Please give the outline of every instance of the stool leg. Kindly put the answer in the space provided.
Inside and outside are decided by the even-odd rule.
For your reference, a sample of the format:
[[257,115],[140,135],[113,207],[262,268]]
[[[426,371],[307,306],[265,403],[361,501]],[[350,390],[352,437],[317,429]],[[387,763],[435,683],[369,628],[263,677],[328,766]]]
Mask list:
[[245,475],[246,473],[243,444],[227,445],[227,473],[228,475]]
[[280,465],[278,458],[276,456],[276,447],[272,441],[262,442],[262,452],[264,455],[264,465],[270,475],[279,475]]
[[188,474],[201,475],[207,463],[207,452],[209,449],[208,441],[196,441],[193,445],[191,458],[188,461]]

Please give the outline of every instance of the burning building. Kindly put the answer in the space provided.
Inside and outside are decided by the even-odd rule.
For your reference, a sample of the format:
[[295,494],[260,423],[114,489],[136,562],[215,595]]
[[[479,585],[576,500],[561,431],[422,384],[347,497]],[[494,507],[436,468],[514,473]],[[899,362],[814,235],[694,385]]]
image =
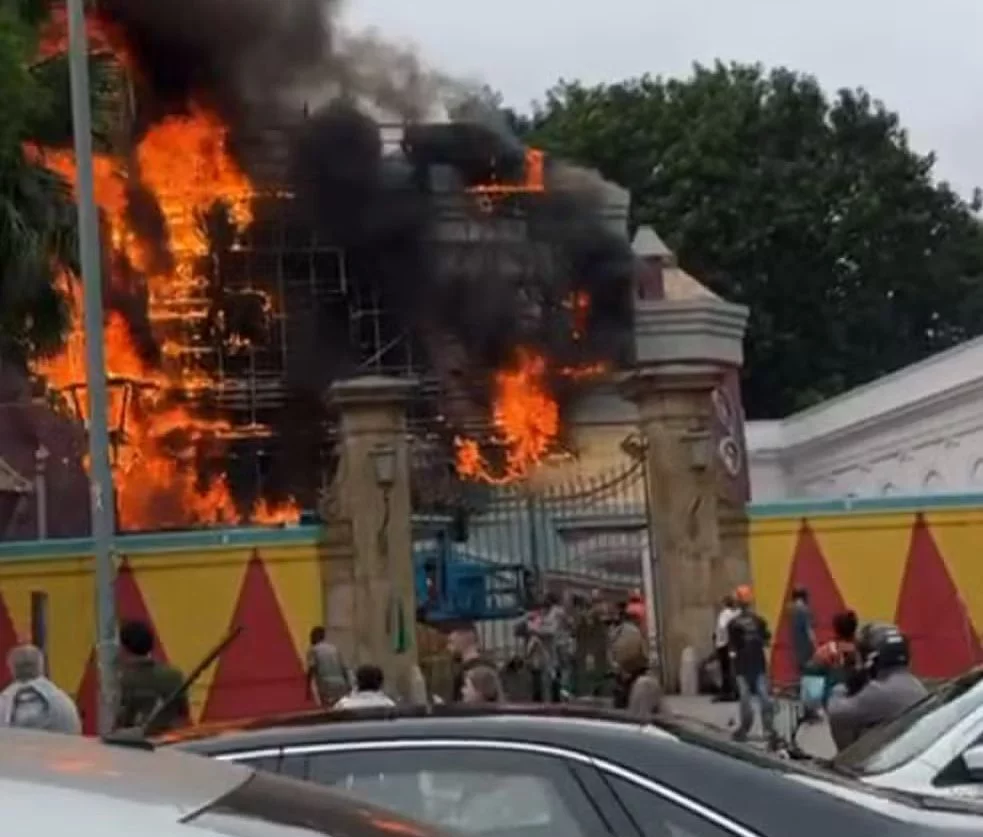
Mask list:
[[[312,507],[323,394],[358,374],[420,380],[415,427],[465,476],[521,478],[628,351],[624,201],[488,115],[428,120],[447,82],[343,37],[332,8],[104,0],[90,19],[126,79],[95,161],[124,529]],[[69,151],[35,152],[73,179]],[[34,371],[84,419],[64,287],[76,328]]]

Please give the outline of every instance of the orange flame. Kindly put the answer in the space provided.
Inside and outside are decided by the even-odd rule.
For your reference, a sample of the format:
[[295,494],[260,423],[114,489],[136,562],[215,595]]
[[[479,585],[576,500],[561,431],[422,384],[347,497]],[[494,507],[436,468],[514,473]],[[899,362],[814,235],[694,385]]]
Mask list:
[[[73,155],[65,151],[29,149],[73,185]],[[147,314],[164,360],[152,367],[142,356],[126,319],[109,311],[105,321],[106,365],[110,388],[110,426],[114,429],[115,477],[119,523],[123,529],[240,522],[224,475],[202,482],[197,459],[210,445],[219,446],[227,422],[194,415],[181,404],[190,389],[211,381],[183,359],[175,324],[195,316],[205,280],[196,260],[208,243],[199,229],[201,214],[224,203],[241,231],[251,221],[251,185],[226,151],[226,129],[214,114],[192,108],[187,116],[171,117],[153,127],[136,151],[140,181],[157,199],[164,216],[174,269],[153,273],[146,242],[127,217],[127,178],[119,161],[97,157],[94,163],[96,202],[103,212],[109,244],[117,256],[144,273]],[[113,281],[126,281],[113,276]],[[34,371],[49,386],[71,395],[85,418],[85,337],[82,293],[67,274],[62,288],[71,304],[72,330],[64,350],[36,362]],[[177,329],[179,331],[179,329]],[[191,353],[183,353],[184,355]],[[271,506],[260,500],[248,519],[259,523],[295,522],[293,501]]]
[[494,474],[474,439],[457,438],[457,472],[468,479],[504,484],[525,477],[542,460],[560,430],[560,408],[549,393],[542,355],[520,349],[515,369],[495,375],[492,424],[505,467]]
[[[122,38],[117,34],[112,26],[102,20],[92,9],[87,9],[85,13],[85,30],[89,41],[89,52],[112,53],[122,63],[125,60],[126,49]],[[65,6],[58,4],[53,6],[48,14],[48,19],[41,28],[41,38],[38,43],[36,60],[38,62],[47,61],[56,55],[62,55],[68,51],[68,15]]]

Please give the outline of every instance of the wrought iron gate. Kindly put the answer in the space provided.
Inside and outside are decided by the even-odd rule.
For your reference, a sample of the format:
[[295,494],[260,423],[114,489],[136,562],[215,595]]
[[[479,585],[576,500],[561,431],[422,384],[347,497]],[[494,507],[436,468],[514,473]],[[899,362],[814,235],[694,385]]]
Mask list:
[[[545,486],[470,485],[443,514],[417,506],[414,553],[440,548],[450,564],[488,577],[496,566],[521,565],[538,593],[624,597],[643,590],[643,560],[651,556],[644,477],[636,461]],[[517,650],[519,614],[510,612],[514,599],[490,601],[490,618],[475,621],[486,652],[502,659]]]

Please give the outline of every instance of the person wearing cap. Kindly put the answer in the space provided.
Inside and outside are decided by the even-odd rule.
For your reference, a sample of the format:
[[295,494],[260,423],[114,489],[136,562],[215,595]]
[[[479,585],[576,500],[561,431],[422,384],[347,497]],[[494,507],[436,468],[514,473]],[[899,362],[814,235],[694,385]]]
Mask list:
[[826,711],[838,750],[868,730],[893,721],[928,690],[911,671],[911,648],[896,625],[870,622],[857,634],[861,665],[833,687]]
[[740,706],[739,723],[734,732],[735,741],[747,741],[754,723],[755,698],[761,709],[761,726],[770,749],[777,749],[775,732],[775,705],[771,698],[768,680],[768,660],[765,649],[771,642],[768,623],[754,610],[754,593],[747,584],[734,591],[738,614],[727,626],[731,658],[734,661],[734,679]]

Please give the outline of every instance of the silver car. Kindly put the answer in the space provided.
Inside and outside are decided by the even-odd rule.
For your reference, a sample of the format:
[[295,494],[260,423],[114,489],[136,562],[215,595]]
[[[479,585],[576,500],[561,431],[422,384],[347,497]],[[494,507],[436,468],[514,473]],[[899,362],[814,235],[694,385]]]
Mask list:
[[176,750],[0,731],[5,833],[31,837],[439,837],[303,782]]
[[938,687],[831,764],[878,787],[983,800],[983,667]]

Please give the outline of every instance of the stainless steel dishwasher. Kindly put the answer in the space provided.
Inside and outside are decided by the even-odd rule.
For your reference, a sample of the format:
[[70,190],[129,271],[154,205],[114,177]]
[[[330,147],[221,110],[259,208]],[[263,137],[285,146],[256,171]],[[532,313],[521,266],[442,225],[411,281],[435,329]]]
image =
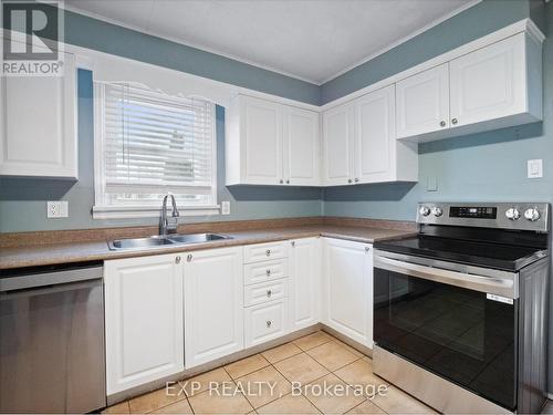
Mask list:
[[101,263],[2,271],[0,412],[106,405]]

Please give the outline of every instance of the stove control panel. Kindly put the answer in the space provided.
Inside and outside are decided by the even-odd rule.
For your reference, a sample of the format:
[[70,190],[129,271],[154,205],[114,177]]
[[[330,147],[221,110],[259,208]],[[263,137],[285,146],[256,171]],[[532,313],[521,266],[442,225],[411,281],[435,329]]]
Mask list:
[[417,222],[422,225],[549,231],[549,204],[421,203]]

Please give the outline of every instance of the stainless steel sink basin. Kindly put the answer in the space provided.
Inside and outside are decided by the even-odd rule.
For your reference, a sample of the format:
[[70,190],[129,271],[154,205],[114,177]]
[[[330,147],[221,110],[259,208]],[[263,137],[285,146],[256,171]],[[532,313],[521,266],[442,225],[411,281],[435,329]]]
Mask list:
[[201,243],[209,242],[212,240],[231,239],[227,235],[217,234],[190,234],[190,235],[168,235],[167,239],[173,240],[176,243]]
[[161,237],[116,239],[107,242],[111,250],[148,249],[166,247],[175,242]]
[[149,238],[115,239],[107,242],[113,251],[119,250],[145,250],[152,248],[163,248],[167,246],[184,246],[189,243],[201,243],[213,240],[231,239],[227,235],[218,234],[190,234],[190,235],[167,235],[166,237],[154,236]]

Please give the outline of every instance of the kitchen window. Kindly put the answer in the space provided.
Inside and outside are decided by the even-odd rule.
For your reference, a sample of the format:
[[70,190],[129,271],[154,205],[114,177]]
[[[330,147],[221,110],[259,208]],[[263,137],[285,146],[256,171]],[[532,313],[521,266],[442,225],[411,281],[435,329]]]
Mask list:
[[94,218],[218,214],[215,104],[122,83],[95,84]]

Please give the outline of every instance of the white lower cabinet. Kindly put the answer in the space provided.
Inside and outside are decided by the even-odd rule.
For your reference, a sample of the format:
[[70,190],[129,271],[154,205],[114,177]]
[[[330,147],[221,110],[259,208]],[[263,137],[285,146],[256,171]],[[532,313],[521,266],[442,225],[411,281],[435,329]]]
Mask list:
[[242,247],[186,256],[186,367],[243,349]]
[[105,261],[108,395],[185,369],[179,258],[161,255]]
[[323,322],[373,346],[373,247],[324,238]]
[[292,331],[321,321],[321,238],[291,241],[290,322]]
[[246,308],[246,346],[250,347],[288,334],[288,308],[286,298]]

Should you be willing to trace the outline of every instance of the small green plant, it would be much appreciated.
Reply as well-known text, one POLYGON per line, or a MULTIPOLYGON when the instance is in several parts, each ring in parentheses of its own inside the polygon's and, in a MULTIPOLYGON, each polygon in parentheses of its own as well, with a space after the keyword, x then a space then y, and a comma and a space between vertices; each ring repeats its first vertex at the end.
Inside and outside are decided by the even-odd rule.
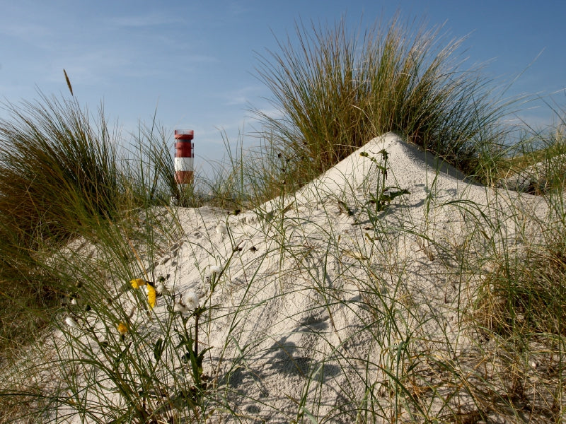
MULTIPOLYGON (((376 172, 379 175, 376 183, 376 193, 369 195, 368 203, 375 205, 375 212, 381 212, 394 199, 404 194, 410 194, 410 192, 405 189, 386 186, 387 160, 389 154, 386 150, 381 150, 377 154, 381 155, 381 159, 378 160, 375 156, 370 156, 367 152, 362 152, 359 155, 369 158, 375 165, 376 172)), ((371 171, 370 171, 371 172, 371 171)))

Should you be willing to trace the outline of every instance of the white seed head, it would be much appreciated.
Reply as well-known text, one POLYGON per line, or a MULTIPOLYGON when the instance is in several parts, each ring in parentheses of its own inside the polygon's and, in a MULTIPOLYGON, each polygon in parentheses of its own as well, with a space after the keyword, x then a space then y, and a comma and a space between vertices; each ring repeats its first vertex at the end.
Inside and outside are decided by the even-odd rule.
POLYGON ((155 286, 155 293, 156 293, 158 295, 165 295, 168 291, 169 290, 167 290, 167 288, 163 283, 158 283, 157 285, 155 286))
POLYGON ((180 312, 183 314, 188 314, 190 311, 185 305, 182 303, 175 303, 173 305, 173 310, 175 312, 180 312))
POLYGON ((222 236, 225 234, 228 234, 228 228, 224 223, 219 223, 216 225, 216 234, 221 234, 222 236))
POLYGON ((73 328, 75 328, 75 329, 77 327, 76 322, 75 322, 74 319, 73 319, 73 317, 69 317, 68 315, 65 318, 65 324, 67 324, 70 327, 73 327, 73 328))
POLYGON ((191 310, 197 309, 199 305, 199 297, 194 290, 190 290, 183 296, 183 302, 191 310))
POLYGON ((210 269, 209 269, 208 275, 210 278, 212 278, 215 274, 219 274, 221 271, 222 269, 218 265, 212 265, 210 269))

------

With the line containing "head, it would be much appreciated." as the first and the last line of the records as the final one, print exactly the lines in that span.

Response
Should you be willing to trace the outline of every instance of the white seed head, it would be much appreciated.
Reply as well-known text, one POLYGON per line, or a MULTIPOLYGON when the instance is in several parts, each ring in parentheses of its own inside the polygon's and, in a MULTIPOLYGON, each polygon in parentheses of its own as well, with a space after the keyword, x then a space then y, and a comma and a space between vertices; each ring repeats its first vertex at the end.
Inside and outside are decided by the even-odd rule.
POLYGON ((155 286, 155 293, 156 293, 158 295, 165 295, 168 291, 169 290, 167 290, 167 288, 163 283, 158 283, 157 285, 155 286))
POLYGON ((180 312, 183 314, 188 314, 190 311, 185 305, 182 303, 175 303, 173 305, 173 310, 175 312, 180 312))
POLYGON ((222 236, 225 234, 228 234, 228 228, 224 223, 219 223, 216 225, 216 234, 221 234, 222 236))
POLYGON ((73 328, 75 328, 75 329, 77 327, 76 322, 75 322, 74 319, 73 319, 73 317, 69 317, 68 315, 65 318, 65 324, 67 324, 70 327, 73 327, 73 328))
POLYGON ((191 310, 197 309, 199 305, 199 297, 194 290, 190 290, 183 296, 183 302, 191 310))
POLYGON ((210 269, 209 269, 208 275, 210 278, 212 278, 215 274, 219 274, 221 271, 222 269, 218 265, 212 265, 210 269))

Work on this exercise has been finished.